### Stated problem 1:
Reproduce the part of the Rest Haven Pond thread that opens with the words containing "## sweetd (Apr" and closes with "let me know.".
### Stated problem 2:
In the Rest Haven Pond thread, what lure and bait brought in large numbers of gills?

>> START Article

# Rest Haven Pond #10



## JimG (Apr 6, 2004)

Firday I made it there around 5 p.m and joined a few fishing buddies tightlining log poles around the fallen wood. 1/32 oz green tubes with a wax worm brought large numbers of Gills in , but it was around 5:45 p.m. the crappies started to hit. Most were in the 7 to 9 inch range, so alot found their way back to the water. The bigger ones to me seem to still be somewhat dominate in staging. The water was 54* and lightly stained. Going to try again today, it has to be soon now that the bigger ones move toward shore.
I took temps at two places in Sandusky Bay on the way home and it was 50 & 51* there. If it doesn't warm up soon I think I'll start taking a thermos of hot water to the bay a couple times a day, at this time with lack of patience I'll try anything.
Hope this weekend brings slabs to you guys in the south for you seem to start a week before we start getinng good sizes, so hurry up guys talk to them, whatever you have to do....
Tight lines and Happy Easter.
JimG


----------



## sweetd (Apr 11, 2004)

hello where can i get a map of the resthaven # 10


----------



## JimG (Apr 6, 2004)

Best thing to do is to go on www.ohiodnr.com then go to wildlife reserves, it will list resthaven and also phone number I just called and asked for a map to be sent. If that doesn't work let me know.
JimG


----------

>> END Article
>> START Supplied data

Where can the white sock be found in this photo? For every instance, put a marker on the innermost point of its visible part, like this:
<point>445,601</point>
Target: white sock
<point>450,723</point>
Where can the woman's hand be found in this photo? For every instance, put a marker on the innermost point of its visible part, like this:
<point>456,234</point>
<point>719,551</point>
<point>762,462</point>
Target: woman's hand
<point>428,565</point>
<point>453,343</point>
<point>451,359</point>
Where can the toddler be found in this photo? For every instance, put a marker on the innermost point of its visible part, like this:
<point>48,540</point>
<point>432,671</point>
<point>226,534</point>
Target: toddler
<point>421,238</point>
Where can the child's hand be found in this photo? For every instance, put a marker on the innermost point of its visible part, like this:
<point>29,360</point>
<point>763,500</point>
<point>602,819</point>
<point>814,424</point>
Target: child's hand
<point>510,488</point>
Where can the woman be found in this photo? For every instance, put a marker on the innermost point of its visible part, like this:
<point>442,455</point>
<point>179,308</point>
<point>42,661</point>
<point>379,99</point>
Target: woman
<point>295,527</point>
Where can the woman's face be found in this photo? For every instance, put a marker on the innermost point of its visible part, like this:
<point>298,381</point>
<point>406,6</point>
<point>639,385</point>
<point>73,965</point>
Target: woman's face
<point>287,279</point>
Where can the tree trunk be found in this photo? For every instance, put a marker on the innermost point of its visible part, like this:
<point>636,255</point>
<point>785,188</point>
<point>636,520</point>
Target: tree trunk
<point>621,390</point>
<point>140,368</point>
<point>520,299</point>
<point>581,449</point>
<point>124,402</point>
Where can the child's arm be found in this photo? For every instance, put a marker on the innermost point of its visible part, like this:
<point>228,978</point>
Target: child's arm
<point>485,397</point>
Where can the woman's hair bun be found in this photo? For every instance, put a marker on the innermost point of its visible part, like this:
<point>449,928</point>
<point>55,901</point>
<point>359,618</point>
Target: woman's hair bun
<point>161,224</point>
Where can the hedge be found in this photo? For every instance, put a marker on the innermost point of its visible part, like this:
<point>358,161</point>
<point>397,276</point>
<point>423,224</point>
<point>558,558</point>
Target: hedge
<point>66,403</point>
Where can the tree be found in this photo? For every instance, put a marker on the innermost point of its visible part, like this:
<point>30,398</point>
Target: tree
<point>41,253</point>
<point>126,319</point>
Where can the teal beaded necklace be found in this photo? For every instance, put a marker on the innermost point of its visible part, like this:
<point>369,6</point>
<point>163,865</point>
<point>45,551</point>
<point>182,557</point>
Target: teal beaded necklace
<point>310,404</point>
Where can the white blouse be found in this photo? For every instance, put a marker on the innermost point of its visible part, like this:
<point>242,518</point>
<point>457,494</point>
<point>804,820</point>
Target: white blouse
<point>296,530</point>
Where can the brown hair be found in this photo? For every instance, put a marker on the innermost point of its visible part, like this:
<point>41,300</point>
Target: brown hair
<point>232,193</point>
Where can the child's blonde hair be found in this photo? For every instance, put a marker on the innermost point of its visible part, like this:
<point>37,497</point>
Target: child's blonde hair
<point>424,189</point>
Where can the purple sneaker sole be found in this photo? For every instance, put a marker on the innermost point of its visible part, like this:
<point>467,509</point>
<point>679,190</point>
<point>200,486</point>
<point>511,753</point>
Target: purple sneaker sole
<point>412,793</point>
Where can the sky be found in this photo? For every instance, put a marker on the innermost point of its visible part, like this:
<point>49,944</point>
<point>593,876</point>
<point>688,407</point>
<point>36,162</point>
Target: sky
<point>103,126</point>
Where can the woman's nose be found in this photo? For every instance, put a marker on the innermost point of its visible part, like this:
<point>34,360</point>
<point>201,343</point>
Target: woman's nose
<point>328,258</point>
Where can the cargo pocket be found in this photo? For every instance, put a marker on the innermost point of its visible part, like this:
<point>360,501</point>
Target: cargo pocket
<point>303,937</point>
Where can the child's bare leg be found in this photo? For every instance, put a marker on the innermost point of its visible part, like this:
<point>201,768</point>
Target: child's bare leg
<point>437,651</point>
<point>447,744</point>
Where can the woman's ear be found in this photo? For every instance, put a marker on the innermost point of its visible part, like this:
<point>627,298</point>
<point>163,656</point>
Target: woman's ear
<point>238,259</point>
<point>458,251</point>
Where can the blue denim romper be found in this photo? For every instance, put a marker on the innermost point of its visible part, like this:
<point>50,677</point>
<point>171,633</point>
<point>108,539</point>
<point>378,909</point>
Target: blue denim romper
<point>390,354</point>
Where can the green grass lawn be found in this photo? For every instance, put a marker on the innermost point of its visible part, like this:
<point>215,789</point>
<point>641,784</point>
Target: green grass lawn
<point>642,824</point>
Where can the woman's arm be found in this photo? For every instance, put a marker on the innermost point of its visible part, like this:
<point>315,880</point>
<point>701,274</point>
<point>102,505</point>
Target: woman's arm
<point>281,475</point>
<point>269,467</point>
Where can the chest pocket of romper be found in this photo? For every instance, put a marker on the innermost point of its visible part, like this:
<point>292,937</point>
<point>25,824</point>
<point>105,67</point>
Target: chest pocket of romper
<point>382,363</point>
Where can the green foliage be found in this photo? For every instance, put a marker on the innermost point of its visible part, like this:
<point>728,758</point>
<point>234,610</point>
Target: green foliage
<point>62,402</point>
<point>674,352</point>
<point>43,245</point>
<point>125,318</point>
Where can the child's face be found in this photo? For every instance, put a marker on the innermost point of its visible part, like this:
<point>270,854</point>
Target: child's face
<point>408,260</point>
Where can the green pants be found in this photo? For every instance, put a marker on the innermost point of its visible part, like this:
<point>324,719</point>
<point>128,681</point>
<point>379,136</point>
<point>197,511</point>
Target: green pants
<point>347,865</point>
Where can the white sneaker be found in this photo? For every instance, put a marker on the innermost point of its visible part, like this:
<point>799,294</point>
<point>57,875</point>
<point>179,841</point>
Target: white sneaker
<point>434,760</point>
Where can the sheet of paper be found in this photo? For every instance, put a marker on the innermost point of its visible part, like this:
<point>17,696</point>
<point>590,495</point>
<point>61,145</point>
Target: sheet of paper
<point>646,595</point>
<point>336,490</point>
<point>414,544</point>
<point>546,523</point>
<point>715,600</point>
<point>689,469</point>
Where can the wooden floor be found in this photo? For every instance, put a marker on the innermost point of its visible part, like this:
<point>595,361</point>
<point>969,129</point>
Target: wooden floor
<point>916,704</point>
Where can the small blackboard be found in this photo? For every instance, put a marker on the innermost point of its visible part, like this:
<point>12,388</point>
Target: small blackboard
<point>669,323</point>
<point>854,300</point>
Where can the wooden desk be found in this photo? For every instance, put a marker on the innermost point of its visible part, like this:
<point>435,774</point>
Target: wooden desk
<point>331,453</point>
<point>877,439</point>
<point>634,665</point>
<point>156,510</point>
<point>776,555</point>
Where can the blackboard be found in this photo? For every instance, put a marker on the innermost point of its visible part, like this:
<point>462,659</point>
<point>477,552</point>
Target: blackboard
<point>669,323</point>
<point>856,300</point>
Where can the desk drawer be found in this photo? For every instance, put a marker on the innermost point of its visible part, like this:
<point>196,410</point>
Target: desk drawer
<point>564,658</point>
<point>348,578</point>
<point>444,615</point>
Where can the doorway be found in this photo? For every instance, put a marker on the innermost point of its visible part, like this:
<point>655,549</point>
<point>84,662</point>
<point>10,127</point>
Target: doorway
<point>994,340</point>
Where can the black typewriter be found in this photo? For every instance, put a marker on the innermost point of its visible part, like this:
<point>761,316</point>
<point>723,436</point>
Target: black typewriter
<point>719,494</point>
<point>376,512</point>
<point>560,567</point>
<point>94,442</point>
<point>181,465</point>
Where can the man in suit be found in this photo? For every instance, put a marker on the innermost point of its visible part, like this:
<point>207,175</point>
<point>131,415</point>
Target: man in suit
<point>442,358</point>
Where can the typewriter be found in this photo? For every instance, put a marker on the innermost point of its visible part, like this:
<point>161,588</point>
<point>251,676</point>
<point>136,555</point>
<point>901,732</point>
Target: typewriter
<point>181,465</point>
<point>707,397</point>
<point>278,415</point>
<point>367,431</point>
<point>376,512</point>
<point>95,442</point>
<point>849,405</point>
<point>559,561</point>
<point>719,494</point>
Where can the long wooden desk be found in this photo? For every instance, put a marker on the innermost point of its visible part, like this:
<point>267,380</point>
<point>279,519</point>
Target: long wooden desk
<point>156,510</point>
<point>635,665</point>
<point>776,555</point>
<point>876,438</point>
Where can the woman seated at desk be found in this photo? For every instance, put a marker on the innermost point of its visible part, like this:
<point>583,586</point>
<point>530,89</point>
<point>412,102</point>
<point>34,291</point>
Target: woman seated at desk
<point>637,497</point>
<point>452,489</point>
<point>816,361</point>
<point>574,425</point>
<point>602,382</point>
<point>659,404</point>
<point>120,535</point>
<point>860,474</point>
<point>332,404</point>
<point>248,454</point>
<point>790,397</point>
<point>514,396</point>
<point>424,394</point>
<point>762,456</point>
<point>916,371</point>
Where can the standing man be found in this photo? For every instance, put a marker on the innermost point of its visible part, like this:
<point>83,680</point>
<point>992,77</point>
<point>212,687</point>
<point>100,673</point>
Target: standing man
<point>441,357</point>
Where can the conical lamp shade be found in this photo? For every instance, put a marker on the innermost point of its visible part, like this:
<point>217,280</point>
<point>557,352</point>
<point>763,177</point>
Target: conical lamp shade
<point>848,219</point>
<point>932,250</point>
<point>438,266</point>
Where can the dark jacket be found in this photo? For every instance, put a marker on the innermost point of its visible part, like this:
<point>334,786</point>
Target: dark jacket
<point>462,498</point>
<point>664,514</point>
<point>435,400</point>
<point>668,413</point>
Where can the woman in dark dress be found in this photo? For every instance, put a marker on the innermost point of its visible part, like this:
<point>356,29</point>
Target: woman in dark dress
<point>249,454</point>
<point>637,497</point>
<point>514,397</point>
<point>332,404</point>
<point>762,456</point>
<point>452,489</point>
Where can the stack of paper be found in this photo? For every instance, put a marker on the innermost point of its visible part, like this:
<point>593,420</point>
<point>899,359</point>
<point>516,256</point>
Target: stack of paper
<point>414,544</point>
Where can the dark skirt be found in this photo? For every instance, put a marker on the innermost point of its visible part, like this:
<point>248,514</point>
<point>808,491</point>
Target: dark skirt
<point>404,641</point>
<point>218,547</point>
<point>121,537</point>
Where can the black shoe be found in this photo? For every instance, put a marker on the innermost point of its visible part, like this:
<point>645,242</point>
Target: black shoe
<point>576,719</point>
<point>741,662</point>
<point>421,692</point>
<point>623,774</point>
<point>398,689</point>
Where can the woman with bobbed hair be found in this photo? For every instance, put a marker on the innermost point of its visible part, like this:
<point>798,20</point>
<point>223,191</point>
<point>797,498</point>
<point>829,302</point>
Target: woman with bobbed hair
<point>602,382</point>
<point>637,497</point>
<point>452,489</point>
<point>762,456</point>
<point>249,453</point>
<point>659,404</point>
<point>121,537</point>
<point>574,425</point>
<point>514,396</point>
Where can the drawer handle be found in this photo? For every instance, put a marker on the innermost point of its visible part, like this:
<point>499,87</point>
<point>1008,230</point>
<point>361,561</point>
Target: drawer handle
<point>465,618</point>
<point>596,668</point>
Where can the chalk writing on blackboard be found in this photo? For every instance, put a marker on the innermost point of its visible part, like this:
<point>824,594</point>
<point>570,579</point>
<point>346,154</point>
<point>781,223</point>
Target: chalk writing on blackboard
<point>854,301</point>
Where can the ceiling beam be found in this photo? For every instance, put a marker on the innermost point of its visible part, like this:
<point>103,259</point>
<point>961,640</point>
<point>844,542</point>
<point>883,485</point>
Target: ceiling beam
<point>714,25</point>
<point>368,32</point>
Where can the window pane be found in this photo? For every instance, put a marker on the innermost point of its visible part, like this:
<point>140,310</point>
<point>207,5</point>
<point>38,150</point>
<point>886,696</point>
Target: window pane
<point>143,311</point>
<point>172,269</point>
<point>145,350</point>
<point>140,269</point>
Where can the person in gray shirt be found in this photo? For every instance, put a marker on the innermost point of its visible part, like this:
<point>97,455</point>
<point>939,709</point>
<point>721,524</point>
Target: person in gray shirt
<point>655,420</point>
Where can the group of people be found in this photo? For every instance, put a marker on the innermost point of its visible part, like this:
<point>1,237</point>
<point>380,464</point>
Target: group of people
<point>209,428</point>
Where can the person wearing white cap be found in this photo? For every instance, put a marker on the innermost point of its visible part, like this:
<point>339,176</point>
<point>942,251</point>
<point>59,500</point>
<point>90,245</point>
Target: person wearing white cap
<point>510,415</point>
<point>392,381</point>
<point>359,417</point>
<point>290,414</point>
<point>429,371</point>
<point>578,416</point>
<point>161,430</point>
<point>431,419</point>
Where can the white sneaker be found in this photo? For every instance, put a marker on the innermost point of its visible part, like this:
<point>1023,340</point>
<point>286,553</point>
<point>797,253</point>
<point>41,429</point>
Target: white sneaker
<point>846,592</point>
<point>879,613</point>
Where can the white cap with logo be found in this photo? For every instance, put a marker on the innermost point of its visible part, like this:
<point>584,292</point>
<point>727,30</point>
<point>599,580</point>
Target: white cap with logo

>> END Supplied data

### Task answer 1:
## sweetd (Apr 11, 2004)

hello where can i get a map of the resthaven # 10


----------



## JimG (Apr 6, 2004)

Best thing to do is to go on www.ohiodnr.com then go to wildlife reserves, it will list resthaven and also phone number I just called and asked for a map to be sent. If that doesn't work let me know.

### Task answer 2:
1/32 oz green tubes with a wax worm.